# Exercise task
Put each line of the listing below into a JSON list of strings, with one string per line and no blank lines.

-- Begin Raw records --

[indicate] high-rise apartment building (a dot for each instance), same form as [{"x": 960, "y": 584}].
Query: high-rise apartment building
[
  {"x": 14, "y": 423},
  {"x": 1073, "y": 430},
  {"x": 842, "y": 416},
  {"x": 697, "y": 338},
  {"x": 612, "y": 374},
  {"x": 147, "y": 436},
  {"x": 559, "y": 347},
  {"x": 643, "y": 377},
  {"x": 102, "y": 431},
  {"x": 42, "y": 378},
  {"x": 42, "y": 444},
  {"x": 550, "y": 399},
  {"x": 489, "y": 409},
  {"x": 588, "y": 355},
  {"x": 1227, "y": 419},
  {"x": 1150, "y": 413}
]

-- End Raw records --

# Answer to the task
[
  "[indicate] high-rise apartment building (a dot for each instance), same form as [{\"x\": 960, \"y\": 584}].",
  "Query: high-rise apartment building",
  "[",
  "  {\"x\": 14, \"y\": 423},",
  "  {\"x\": 1073, \"y\": 430},",
  "  {\"x\": 842, \"y\": 416},",
  "  {\"x\": 697, \"y\": 338},",
  "  {\"x\": 612, \"y\": 374},",
  "  {\"x\": 147, \"y\": 436},",
  "  {\"x\": 559, \"y\": 347},",
  "  {\"x\": 643, \"y\": 377},",
  "  {\"x\": 102, \"y\": 431},",
  "  {\"x\": 42, \"y\": 378},",
  "  {\"x\": 42, \"y\": 444},",
  "  {\"x\": 550, \"y\": 399},",
  "  {\"x\": 489, \"y\": 409},",
  "  {\"x\": 588, \"y\": 355},",
  "  {\"x\": 1227, \"y\": 419},",
  "  {\"x\": 1150, \"y\": 413}",
  "]"
]